### WHAT IS BEING ASKED
Write out the whole listing. Leave out nothing.

[DATA EXCERPTS Boundary: Start]

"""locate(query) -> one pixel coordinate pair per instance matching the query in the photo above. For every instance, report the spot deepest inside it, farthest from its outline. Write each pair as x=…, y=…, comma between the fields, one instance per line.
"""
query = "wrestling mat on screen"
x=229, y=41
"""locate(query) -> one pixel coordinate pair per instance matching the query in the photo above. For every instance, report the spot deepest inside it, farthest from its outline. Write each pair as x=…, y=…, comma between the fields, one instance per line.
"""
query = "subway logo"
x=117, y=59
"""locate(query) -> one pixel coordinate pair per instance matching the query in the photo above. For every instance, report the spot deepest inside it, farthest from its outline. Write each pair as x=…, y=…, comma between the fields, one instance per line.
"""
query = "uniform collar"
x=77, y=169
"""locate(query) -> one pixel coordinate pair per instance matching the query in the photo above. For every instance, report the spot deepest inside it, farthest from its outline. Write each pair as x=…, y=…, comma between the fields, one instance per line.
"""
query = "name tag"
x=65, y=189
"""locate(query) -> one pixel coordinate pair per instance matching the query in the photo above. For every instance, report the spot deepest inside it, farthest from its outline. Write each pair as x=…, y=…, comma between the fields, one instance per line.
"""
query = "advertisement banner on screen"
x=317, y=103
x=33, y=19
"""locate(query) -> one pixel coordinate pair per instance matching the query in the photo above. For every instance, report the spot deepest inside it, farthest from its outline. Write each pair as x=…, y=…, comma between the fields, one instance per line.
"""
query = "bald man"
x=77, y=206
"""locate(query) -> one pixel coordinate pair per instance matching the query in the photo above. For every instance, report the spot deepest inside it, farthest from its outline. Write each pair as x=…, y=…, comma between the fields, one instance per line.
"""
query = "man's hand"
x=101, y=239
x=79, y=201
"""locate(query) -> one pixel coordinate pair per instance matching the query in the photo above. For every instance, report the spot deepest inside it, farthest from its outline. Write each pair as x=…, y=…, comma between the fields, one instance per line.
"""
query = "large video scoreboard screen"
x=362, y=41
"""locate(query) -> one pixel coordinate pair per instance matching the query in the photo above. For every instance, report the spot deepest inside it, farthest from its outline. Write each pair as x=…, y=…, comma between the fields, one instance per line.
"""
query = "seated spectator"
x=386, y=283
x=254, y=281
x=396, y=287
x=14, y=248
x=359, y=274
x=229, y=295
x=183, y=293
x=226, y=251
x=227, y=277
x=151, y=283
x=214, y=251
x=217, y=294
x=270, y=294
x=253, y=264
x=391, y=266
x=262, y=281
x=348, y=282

[DATA EXCERPTS Boundary: End]

### TASK SOLUTION
"""locate(query) -> one pixel coordinate pair per instance matching the query in the photo above. For every instance, report the spot deepest inside it, farthest from its outline. Write each pair as x=…, y=…, comma between the fields, one instance per line.
"""
query = "wrestling mat on screen"
x=229, y=41
"""locate(query) -> one pixel coordinate pair per instance matching the query in the photo above. For every instance, report the spot deepest inside it, farthest from its outline. Write each pair as x=…, y=…, comma between the fields, one instance per line.
"""
query = "subway logo"
x=117, y=59
"""locate(query) -> one pixel coordinate pair per instance matching the query in the photo above. For every instance, report the spot deepest inside it, farthest from its outline. Write each pair as x=…, y=…, comma between the fields, one instance per line.
"""
query = "uniform collar"
x=77, y=169
"""locate(query) -> one pixel coordinate pair per instance matching the query in the photo above. For every instance, report the spot deepest inside it, farthest from its outline. Write each pair as x=…, y=…, comma between the fields, one instance per line.
"""
query = "name tag"
x=65, y=189
"""locate(query) -> one pixel coordinate pair per instance matching the query in the photo above. For every instance, report the spot deepest inside it, farthest from its outline. Write each pair as x=…, y=…, comma between the fields, one instance per line.
"""
query = "advertisement banner on screen"
x=317, y=103
x=33, y=19
"""locate(query) -> one pixel coordinate pair per instance matching the query in the photo above. For every instance, report the spot deepest inside it, farthest from its outline. Write each pair as x=…, y=…, comma between the fields, one instance per line.
"""
query = "bald man"
x=77, y=206
"""locate(query) -> one pixel coordinate pair per instance matching the query in the photo above. For every instance, report the spot deepest inside it, farthest from its outline. Write each pair as x=…, y=…, comma between the fields, one instance per line.
"""
query = "man's hand"
x=101, y=239
x=79, y=201
"""locate(query) -> one pixel coordinate pair per instance matching the query in the photo above. For every instance, report the spot deepest inside it, farthest from its outline. Write each pair as x=…, y=…, comma between the fields, one instance per line.
"""
query = "large video scoreboard screen"
x=362, y=41
"""locate(query) -> one pixel coordinate pair per instance matching the query in the photo above. For every instance, report the spot deepest inside it, farthest from its outline. Write each pair as x=…, y=…, comma between the fields, one instance per line.
"""
query = "seated spectator"
x=386, y=283
x=254, y=281
x=396, y=287
x=14, y=248
x=359, y=274
x=229, y=295
x=183, y=293
x=226, y=251
x=227, y=277
x=151, y=283
x=214, y=251
x=217, y=294
x=270, y=294
x=253, y=264
x=391, y=266
x=262, y=281
x=348, y=282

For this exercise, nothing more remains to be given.